▶ **DATASET RECORDS**:
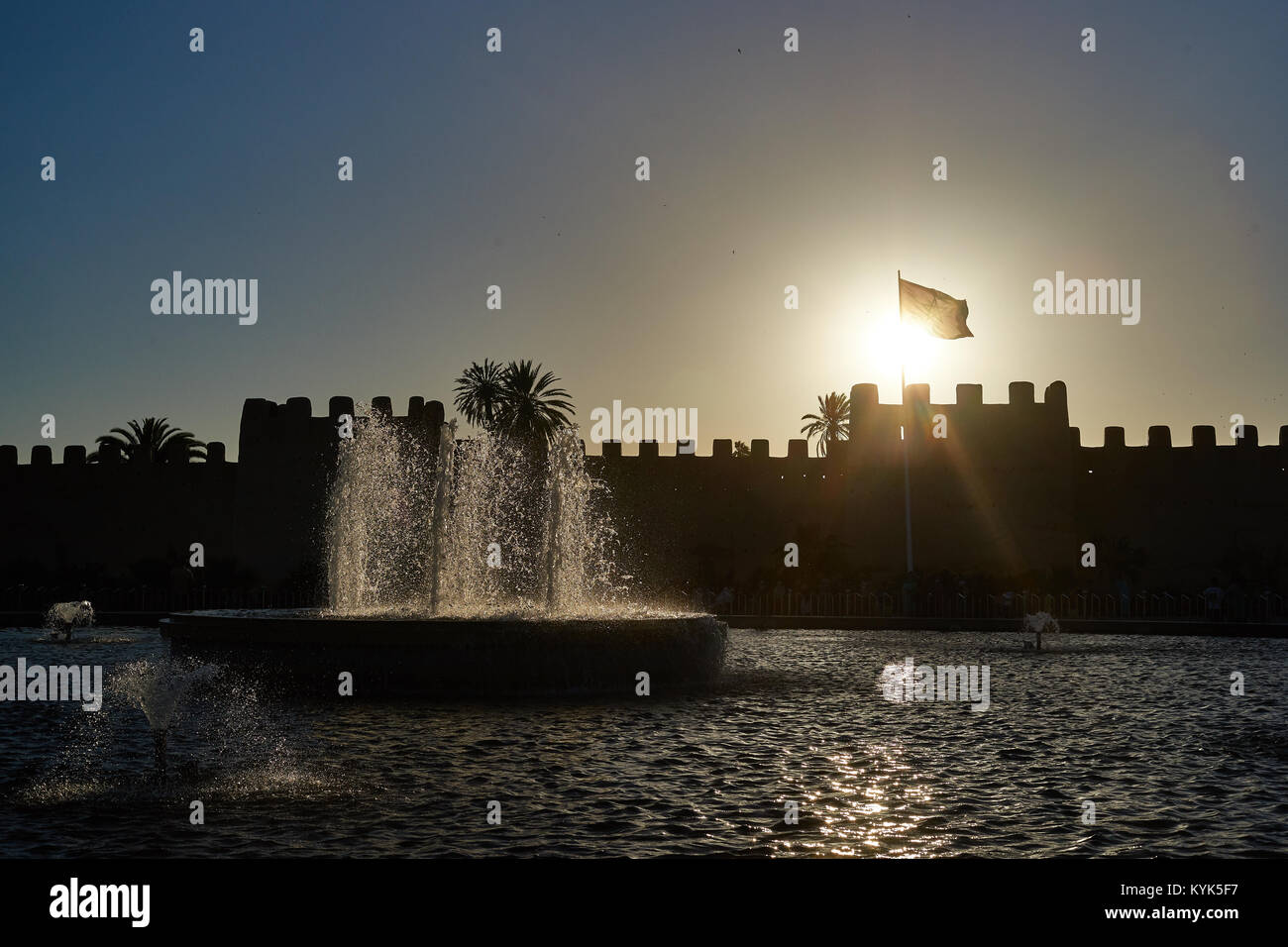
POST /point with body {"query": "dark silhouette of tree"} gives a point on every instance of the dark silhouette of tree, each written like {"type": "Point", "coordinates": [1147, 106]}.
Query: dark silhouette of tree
{"type": "Point", "coordinates": [154, 440]}
{"type": "Point", "coordinates": [478, 393]}
{"type": "Point", "coordinates": [518, 401]}
{"type": "Point", "coordinates": [831, 423]}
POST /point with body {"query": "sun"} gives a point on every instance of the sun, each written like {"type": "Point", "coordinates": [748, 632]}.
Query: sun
{"type": "Point", "coordinates": [897, 343]}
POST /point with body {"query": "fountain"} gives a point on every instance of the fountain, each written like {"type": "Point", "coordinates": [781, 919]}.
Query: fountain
{"type": "Point", "coordinates": [482, 566]}
{"type": "Point", "coordinates": [1038, 624]}
{"type": "Point", "coordinates": [159, 689]}
{"type": "Point", "coordinates": [65, 616]}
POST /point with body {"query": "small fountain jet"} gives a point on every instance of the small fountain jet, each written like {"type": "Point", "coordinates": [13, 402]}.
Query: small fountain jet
{"type": "Point", "coordinates": [64, 616]}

▶ **TASK TO CARRY OUT**: Print every line of the entries above word for word, leaving out the pictures.

▶ **OUTPUT BELOW**:
POST /point with body {"query": "dark silhouette of tree"} gives a point on every instance of the dark silhouette of tree, each written like {"type": "Point", "coordinates": [1147, 106]}.
Query: dark silhouette of tree
{"type": "Point", "coordinates": [154, 440]}
{"type": "Point", "coordinates": [478, 393]}
{"type": "Point", "coordinates": [518, 401]}
{"type": "Point", "coordinates": [831, 423]}
POST /point with body {"query": "sun"} gives a point on every instance of the sun, each written like {"type": "Point", "coordinates": [748, 632]}.
Query: sun
{"type": "Point", "coordinates": [897, 343]}
POST /point with body {"query": "fountain"} gives a point on every instance of the fountain, each written like {"type": "Point", "coordinates": [781, 919]}.
Query: fountain
{"type": "Point", "coordinates": [482, 566]}
{"type": "Point", "coordinates": [1038, 624]}
{"type": "Point", "coordinates": [159, 689]}
{"type": "Point", "coordinates": [65, 616]}
POST /point with body {"query": "small fountain jet"} gives a point on every instance of the small fountain jet, each written like {"type": "Point", "coordinates": [13, 402]}.
Query: small fountain jet
{"type": "Point", "coordinates": [64, 616]}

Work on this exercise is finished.